Task instructions: Where the records below show a line containing "x=81, y=240", start copying; end with the line containing "x=983, y=100", and copy it too.

[Referring expression pointing data]
================================
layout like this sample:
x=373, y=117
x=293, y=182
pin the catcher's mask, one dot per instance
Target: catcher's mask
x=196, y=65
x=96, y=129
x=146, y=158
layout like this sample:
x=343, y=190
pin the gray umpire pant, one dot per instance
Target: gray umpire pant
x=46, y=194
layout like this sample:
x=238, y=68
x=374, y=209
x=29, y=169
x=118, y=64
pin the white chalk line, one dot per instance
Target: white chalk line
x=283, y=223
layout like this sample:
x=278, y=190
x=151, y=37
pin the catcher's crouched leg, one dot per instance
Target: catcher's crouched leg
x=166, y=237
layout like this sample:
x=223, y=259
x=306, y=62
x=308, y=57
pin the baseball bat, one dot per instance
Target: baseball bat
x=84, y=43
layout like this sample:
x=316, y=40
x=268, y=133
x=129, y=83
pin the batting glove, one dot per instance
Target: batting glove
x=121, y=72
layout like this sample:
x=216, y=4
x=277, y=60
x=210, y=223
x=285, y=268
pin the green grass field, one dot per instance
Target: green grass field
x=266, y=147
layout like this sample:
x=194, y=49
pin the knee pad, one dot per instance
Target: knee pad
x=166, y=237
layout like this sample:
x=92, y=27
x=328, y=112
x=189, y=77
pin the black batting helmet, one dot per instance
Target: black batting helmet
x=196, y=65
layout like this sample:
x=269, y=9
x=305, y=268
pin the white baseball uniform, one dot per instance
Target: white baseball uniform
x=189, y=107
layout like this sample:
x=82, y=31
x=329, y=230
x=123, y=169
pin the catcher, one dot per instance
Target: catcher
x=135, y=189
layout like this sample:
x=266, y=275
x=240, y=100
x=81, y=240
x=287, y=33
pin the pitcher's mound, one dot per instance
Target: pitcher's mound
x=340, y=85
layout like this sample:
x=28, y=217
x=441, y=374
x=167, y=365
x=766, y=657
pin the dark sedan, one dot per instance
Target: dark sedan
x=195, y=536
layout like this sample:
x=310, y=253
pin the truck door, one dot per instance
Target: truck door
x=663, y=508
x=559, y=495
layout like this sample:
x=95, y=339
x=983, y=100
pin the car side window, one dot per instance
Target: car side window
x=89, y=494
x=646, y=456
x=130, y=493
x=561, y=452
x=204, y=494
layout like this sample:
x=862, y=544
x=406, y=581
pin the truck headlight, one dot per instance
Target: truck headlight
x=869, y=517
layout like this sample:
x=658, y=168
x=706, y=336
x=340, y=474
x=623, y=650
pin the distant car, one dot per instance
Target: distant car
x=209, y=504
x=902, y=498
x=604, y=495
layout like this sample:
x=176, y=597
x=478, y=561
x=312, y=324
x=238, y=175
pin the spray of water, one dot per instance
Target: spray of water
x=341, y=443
================================
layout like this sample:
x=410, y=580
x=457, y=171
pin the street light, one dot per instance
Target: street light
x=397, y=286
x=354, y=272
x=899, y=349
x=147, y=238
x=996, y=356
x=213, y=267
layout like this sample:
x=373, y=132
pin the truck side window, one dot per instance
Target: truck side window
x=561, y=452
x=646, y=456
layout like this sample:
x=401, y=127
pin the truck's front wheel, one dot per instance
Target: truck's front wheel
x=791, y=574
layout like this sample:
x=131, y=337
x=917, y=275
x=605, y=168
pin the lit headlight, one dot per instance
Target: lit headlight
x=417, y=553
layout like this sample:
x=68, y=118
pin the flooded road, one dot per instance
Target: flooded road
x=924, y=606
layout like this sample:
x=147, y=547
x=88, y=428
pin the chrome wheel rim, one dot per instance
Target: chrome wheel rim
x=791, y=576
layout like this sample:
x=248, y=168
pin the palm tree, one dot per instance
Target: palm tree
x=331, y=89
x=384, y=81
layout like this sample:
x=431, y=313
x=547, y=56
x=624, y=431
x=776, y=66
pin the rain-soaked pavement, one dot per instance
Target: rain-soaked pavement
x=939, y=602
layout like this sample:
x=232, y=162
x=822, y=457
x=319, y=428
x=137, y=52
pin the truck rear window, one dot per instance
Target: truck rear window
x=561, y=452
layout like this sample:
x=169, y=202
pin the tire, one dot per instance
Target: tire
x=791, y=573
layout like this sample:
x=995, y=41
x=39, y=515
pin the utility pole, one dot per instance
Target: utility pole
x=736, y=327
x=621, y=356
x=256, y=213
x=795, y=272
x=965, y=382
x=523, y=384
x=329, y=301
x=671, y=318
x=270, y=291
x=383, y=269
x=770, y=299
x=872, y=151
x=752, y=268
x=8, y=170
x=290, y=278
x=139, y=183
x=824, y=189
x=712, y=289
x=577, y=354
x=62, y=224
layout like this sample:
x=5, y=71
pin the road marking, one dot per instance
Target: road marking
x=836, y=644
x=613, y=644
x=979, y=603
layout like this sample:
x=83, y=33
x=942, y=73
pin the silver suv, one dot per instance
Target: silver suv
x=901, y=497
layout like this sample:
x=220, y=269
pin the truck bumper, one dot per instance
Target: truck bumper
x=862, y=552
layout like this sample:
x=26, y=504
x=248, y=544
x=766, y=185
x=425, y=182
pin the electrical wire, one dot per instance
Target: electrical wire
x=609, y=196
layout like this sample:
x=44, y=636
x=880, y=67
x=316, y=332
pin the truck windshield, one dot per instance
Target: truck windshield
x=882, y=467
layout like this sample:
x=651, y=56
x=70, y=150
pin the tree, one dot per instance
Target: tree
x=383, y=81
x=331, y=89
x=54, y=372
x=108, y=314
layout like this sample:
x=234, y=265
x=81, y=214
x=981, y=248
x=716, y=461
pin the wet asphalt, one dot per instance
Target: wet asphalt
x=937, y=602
================================
Solution:
x=81, y=240
x=287, y=33
pin the pitcher's mound, one dot per instance
Target: pitcher's mound
x=340, y=85
layout like this sample:
x=28, y=217
x=441, y=374
x=167, y=365
x=766, y=657
pin the dark sedan, one dot per instance
Target: dark sedan
x=195, y=536
layout like this sample:
x=310, y=253
pin the truck door, one dot per instance
Target: truck door
x=663, y=508
x=559, y=495
layout like this sample:
x=95, y=339
x=983, y=100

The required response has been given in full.